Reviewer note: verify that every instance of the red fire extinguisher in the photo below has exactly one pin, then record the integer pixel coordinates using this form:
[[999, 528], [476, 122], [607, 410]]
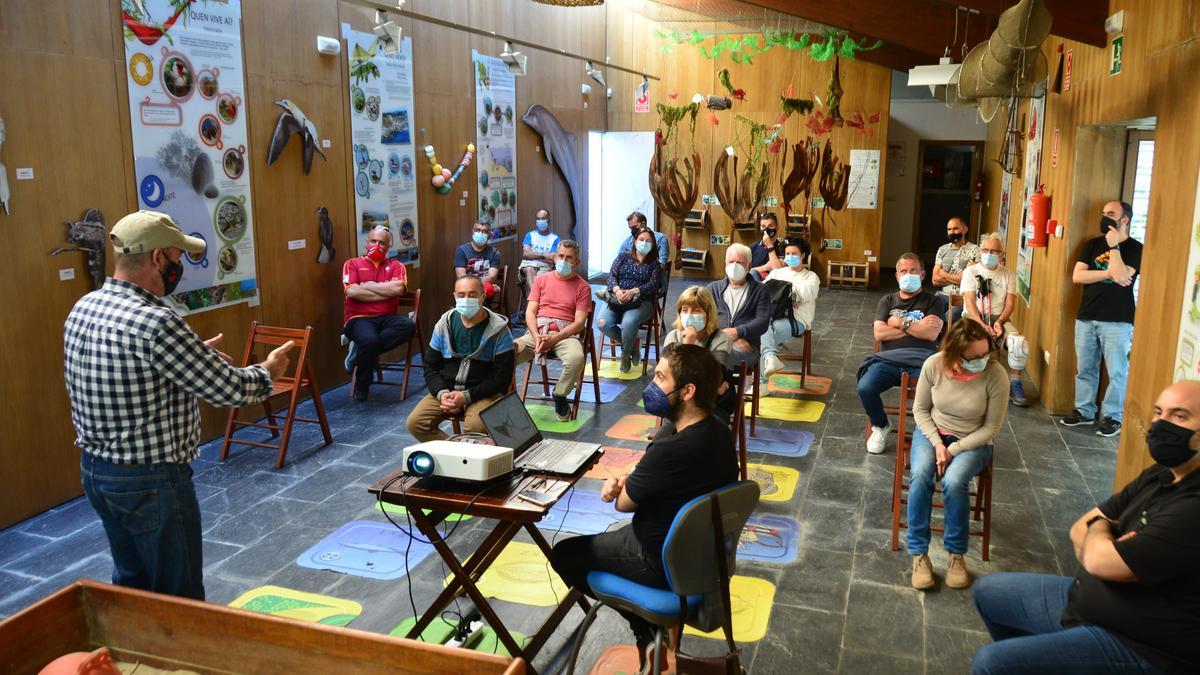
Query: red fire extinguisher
[[1039, 213]]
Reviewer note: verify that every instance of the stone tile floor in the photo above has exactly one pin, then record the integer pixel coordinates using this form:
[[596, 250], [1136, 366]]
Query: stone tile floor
[[845, 605]]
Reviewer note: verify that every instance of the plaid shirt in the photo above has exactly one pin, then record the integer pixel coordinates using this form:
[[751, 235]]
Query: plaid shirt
[[133, 371]]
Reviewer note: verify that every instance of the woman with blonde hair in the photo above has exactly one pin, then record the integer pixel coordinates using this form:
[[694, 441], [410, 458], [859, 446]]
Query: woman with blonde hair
[[961, 400]]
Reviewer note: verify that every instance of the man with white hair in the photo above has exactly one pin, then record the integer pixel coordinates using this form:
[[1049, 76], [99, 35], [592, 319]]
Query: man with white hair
[[743, 305], [989, 294]]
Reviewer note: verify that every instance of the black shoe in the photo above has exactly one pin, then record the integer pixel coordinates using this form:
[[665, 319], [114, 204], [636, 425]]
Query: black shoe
[[562, 408], [1108, 428], [1077, 419]]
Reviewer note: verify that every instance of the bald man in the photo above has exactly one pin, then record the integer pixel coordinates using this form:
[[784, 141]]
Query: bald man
[[1134, 605]]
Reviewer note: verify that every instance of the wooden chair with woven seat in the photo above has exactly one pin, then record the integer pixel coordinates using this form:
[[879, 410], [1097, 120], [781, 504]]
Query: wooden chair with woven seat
[[300, 380], [409, 304], [981, 511], [546, 381]]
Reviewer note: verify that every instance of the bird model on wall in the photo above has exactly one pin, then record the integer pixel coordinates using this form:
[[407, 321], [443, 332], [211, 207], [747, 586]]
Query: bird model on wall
[[293, 121], [325, 233], [88, 236]]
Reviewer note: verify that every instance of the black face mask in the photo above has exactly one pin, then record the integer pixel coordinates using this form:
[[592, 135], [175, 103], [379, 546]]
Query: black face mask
[[1169, 443], [172, 275]]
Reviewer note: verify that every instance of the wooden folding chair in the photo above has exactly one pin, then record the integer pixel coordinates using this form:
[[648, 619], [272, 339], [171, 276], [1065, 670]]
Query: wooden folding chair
[[409, 304], [589, 357], [981, 509], [301, 377]]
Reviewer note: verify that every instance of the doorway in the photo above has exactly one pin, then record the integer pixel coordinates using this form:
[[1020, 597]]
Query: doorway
[[948, 174]]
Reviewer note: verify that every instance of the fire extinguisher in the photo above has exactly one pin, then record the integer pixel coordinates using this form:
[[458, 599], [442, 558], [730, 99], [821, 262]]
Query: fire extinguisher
[[1039, 213]]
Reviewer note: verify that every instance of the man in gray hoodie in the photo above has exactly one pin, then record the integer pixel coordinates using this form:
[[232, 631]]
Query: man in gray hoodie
[[468, 364]]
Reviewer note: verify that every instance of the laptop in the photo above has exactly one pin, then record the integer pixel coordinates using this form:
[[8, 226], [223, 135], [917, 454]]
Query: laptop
[[510, 425]]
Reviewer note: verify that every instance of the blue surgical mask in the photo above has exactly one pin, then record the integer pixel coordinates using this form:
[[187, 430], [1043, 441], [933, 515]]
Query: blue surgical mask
[[910, 282], [467, 306], [657, 401], [976, 365]]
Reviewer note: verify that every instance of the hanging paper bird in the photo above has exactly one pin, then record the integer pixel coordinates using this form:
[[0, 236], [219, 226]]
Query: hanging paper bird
[[325, 233], [88, 236], [293, 120]]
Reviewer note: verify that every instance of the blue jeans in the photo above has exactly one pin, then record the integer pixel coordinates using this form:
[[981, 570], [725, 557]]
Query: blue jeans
[[1024, 615], [779, 332], [1093, 339], [879, 378], [153, 521], [955, 494], [622, 324]]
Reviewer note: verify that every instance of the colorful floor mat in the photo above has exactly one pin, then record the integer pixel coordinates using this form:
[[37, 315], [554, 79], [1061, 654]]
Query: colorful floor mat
[[778, 441], [300, 605], [790, 410], [583, 513], [775, 483], [544, 417], [753, 599], [615, 463], [790, 383], [439, 631], [365, 548], [769, 538], [634, 428], [521, 574]]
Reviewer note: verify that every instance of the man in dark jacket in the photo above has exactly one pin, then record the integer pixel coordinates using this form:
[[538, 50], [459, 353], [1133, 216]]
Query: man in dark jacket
[[743, 305], [468, 364]]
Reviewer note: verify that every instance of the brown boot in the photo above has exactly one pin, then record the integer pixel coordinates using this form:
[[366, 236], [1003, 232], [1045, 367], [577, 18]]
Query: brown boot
[[957, 575], [922, 572]]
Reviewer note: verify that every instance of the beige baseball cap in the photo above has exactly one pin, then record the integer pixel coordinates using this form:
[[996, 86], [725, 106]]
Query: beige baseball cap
[[145, 231]]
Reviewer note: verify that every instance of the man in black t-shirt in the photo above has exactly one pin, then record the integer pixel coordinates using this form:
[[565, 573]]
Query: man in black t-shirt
[[695, 460], [1107, 268], [910, 318], [1134, 605]]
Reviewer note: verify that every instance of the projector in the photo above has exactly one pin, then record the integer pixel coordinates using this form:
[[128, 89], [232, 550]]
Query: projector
[[463, 461]]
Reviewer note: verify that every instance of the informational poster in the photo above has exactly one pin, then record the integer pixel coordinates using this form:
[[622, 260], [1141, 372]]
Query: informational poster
[[187, 113], [1006, 204], [1187, 358], [383, 137], [1032, 169], [864, 179], [496, 123]]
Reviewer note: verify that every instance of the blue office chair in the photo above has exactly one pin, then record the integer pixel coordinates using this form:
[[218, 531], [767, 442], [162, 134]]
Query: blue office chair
[[697, 572]]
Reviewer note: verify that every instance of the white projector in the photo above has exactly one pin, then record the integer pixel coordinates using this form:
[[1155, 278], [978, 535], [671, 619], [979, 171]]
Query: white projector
[[453, 459]]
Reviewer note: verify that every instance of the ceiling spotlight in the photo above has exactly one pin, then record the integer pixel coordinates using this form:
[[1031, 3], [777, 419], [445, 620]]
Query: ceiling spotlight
[[594, 73], [387, 33], [514, 60]]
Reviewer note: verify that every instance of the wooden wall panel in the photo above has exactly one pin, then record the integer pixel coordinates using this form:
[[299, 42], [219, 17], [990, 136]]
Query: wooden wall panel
[[1161, 52]]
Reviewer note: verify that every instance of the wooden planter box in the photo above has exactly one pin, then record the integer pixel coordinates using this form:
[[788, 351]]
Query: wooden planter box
[[177, 633]]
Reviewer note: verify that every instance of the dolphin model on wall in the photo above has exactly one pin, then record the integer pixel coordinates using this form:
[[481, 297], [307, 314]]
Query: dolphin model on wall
[[559, 145]]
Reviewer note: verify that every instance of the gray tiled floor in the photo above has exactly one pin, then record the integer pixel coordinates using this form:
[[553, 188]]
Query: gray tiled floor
[[845, 605]]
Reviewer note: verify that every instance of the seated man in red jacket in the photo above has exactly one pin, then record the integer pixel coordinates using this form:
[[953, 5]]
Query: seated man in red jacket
[[373, 285]]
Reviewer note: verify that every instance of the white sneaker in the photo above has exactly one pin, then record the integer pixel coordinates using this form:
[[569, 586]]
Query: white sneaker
[[771, 365], [876, 442]]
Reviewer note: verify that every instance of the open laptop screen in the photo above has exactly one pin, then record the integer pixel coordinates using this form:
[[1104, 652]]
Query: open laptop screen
[[510, 425]]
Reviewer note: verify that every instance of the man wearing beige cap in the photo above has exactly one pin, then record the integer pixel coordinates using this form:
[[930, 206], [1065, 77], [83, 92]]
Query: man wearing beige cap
[[133, 371]]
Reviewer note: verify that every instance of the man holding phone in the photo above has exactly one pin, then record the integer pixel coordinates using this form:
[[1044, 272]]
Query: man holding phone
[[696, 459]]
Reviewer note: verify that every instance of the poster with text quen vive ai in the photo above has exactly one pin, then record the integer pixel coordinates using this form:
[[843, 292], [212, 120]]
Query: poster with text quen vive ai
[[187, 113]]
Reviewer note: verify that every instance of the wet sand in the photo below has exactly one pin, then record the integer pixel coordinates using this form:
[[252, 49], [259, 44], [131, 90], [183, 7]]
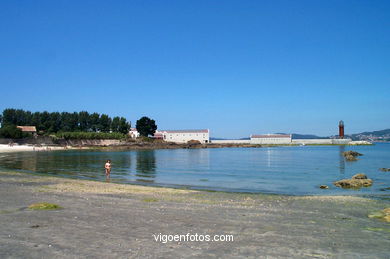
****************
*Directions for this task:* Copy the records line for line, starting at their first line and ending at the line that contains "[[300, 380], [409, 304], [981, 511], [546, 381]]", with both of those lines included, and leave the pictures out of your copy.

*Complete answer:*
Reviewer note: verify that every instance of the red fire extinguisher in the photo below has exactly one pin, then record the integer pixel coordinates using this form:
[[999, 528], [476, 122], [607, 410]]
Query: red fire extinguisher
[[1039, 213]]
Reviewer note: verify that every instance of the stone tile floor in the photo above has exactly one pin, then record the integer pixel coordinates using this form:
[[596, 250], [1136, 366]]
Query: stone tile floor
[[845, 605]]
Reviewer note: verify that every instance of the plaid shirt in the photo above has exactly one pin, then record the integer pixel coordinates using this form:
[[751, 235]]
Query: plaid shirt
[[133, 371]]
Reviewer note: verify that every instance of the woman with blonde hair in the photo above has exactly one pin, then record the integer pixel coordinates using this form:
[[694, 441], [410, 458], [859, 446]]
Query: woman with blonde hair
[[961, 400]]
Reviewer note: verify that every instance of the man with white hair in the photo above has exactly one pin, then record the integer pixel coordinates using this form:
[[1049, 76], [99, 35], [592, 319]]
Query: man with white hair
[[743, 305], [989, 294]]
Reviewer note: verify that every instance of the black shoe in the photo above has exactly one pin, then record the integer pixel coordinates using this form:
[[665, 319], [114, 204], [636, 425]]
Query: black shoe
[[562, 408], [1108, 428], [1077, 419]]
Reviewer note: verify that every instance of the bald man in the photo above has exactly one pin, then record the integer pixel coordinates using this form:
[[784, 141]]
Query: bald man
[[1134, 605]]
Reviewer note: verify that every instance of the wooden chair with woven seat in the photo above has exactly one pin, then record the integer pixel coordinates using this form:
[[879, 410], [1097, 120], [781, 504]]
Query: wooden chair with woven seat
[[300, 380], [409, 304], [981, 511], [546, 381]]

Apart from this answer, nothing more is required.